» **WHAT YOU WILL DO**: Scan the listing below and copy every line holding "glove".

--

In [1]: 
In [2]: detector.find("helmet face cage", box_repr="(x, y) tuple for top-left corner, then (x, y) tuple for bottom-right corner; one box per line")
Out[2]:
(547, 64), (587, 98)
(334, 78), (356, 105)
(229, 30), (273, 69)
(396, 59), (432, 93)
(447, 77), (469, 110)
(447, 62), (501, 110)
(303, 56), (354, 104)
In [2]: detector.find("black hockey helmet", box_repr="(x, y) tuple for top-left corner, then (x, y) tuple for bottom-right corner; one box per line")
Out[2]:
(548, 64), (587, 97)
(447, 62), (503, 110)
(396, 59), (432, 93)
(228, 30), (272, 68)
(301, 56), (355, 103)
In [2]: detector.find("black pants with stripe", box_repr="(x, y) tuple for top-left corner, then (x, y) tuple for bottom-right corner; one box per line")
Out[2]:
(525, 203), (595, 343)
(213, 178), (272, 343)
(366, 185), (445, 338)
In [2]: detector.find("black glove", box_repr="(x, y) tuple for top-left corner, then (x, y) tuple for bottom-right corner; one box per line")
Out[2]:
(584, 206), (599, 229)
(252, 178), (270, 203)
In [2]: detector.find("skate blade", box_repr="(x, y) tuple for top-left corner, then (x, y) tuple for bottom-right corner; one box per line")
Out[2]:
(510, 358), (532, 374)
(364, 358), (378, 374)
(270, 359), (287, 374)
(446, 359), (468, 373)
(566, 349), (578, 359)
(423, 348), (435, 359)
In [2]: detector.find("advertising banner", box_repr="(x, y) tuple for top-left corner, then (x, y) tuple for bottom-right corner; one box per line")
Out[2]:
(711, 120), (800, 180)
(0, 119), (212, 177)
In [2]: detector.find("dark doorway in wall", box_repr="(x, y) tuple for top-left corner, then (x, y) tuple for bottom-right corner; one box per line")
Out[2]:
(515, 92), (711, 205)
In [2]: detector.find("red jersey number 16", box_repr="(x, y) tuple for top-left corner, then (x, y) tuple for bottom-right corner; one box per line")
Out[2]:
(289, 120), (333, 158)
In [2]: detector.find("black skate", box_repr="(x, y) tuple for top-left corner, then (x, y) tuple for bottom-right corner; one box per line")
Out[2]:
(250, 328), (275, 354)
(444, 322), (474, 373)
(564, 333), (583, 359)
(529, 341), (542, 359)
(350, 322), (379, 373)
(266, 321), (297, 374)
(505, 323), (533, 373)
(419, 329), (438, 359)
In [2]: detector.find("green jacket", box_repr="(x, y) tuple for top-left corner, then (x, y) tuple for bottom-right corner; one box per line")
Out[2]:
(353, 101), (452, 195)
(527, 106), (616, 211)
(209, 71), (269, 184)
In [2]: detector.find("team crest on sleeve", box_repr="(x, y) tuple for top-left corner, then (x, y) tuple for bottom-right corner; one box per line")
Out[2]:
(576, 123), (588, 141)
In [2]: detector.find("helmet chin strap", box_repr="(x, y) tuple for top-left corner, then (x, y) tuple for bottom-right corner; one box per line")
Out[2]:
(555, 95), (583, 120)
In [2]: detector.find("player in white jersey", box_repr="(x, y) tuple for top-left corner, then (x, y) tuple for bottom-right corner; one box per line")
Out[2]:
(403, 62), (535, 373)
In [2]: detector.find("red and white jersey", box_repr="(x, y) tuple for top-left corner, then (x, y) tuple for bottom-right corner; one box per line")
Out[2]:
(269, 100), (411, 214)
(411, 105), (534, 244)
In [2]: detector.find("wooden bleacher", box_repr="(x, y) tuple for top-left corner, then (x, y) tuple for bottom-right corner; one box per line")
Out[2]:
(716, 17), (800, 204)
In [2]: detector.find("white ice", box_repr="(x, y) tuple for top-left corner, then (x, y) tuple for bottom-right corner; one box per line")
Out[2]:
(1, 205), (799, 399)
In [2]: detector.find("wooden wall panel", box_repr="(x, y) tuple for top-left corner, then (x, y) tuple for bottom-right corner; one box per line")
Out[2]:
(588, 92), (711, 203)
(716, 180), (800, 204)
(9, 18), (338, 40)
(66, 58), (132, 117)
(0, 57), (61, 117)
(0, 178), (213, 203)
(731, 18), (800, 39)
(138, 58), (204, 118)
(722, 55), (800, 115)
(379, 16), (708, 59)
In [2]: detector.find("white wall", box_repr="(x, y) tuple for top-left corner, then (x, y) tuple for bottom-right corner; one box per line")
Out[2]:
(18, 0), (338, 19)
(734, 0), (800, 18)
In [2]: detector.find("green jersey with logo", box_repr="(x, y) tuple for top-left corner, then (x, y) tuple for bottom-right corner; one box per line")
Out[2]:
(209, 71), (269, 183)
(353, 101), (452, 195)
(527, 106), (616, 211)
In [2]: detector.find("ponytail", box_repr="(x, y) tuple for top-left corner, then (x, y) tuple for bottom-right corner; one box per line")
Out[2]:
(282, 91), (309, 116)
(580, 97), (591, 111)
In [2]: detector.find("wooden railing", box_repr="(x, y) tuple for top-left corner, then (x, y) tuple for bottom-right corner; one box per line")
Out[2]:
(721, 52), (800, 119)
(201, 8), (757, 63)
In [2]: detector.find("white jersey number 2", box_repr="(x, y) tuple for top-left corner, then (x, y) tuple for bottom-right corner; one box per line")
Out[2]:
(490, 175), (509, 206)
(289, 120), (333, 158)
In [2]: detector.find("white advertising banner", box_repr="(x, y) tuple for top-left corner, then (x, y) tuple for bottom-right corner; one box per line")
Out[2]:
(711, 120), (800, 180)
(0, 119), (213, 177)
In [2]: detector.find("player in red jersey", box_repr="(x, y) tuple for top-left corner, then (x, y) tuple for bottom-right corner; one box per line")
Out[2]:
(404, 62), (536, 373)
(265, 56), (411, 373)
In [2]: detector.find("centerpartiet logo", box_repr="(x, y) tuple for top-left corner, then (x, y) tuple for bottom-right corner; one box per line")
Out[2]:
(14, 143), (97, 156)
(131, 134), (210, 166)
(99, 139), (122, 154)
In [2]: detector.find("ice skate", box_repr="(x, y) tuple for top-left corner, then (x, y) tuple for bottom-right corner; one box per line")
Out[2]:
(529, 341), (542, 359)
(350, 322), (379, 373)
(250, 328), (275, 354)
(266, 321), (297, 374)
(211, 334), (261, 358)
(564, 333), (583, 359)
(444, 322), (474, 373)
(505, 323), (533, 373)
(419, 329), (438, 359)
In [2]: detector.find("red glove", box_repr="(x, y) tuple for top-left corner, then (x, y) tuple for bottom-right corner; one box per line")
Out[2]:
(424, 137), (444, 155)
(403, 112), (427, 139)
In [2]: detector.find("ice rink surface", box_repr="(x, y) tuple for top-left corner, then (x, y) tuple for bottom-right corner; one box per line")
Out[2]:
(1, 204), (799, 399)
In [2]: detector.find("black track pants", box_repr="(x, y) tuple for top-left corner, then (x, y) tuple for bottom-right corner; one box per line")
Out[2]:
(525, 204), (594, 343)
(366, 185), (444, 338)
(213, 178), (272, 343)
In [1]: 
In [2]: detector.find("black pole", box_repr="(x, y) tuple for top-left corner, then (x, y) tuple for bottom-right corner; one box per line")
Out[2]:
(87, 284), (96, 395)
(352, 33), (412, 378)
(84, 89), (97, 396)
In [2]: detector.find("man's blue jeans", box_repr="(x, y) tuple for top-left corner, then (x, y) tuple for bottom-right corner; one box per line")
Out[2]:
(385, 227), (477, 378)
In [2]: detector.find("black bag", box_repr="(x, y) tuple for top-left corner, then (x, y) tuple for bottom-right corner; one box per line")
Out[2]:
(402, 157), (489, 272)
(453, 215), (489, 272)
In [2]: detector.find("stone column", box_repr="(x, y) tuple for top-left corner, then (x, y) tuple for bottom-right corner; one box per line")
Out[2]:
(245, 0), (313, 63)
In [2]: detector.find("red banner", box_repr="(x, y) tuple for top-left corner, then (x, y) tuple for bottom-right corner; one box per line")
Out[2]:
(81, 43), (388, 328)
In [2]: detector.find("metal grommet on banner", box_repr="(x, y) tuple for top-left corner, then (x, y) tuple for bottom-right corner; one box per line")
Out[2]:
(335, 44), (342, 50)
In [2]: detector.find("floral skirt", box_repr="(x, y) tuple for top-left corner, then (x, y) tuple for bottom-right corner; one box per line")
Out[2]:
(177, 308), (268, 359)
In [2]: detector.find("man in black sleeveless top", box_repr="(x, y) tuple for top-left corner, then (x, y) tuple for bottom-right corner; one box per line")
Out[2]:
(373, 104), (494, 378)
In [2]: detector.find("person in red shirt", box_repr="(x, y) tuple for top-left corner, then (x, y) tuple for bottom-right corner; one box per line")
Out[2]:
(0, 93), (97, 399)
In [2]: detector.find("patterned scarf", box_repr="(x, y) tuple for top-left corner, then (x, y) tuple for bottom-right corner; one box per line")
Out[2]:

--

» **TASK SOLUTION**:
In [2]: detector.find("black glove", box_repr="(x, y) tuple for top-left corner, then (x, y) tuple for bottom-right corner; one box per line")
In [2]: detector.find("red glove", box_repr="(x, y) tuple for top-left corner, then (x, y) tuple for bottom-right corner; one box per line")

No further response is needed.